YOUR GOAL:
Your answer must be the full set of records, copied exactly, with no pictures in it.
--- RECORDS TO USE ---
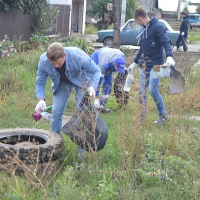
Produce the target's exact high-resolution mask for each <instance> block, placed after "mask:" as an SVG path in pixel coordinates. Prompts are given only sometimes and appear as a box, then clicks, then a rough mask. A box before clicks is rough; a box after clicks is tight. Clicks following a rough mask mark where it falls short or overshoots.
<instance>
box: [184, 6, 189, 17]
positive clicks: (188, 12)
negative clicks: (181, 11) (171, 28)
mask: <svg viewBox="0 0 200 200" xmlns="http://www.w3.org/2000/svg"><path fill="white" fill-rule="evenodd" d="M183 12H185V13H186V15H188V14H189V9H188V7H187V6H185V7H184V8H183Z"/></svg>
---
EXERCISE ANSWER:
Produce the target's exact high-resolution mask for each <instance> block, placed after "mask:" as an SVG path in pixel coordinates. Prompts are given only sometimes and appear as a box, then clicks, then a rough mask. A box before clicks is rough; a box after clicks is tight. Clicks following a rough mask mark where it falls short or overshoots.
<instance>
box: [184, 6, 189, 17]
positive clicks: (188, 12)
negative clicks: (181, 11) (171, 28)
mask: <svg viewBox="0 0 200 200" xmlns="http://www.w3.org/2000/svg"><path fill="white" fill-rule="evenodd" d="M183 12H185V13H186V15H188V14H189V9H188V7H187V6H185V7H184V8H183Z"/></svg>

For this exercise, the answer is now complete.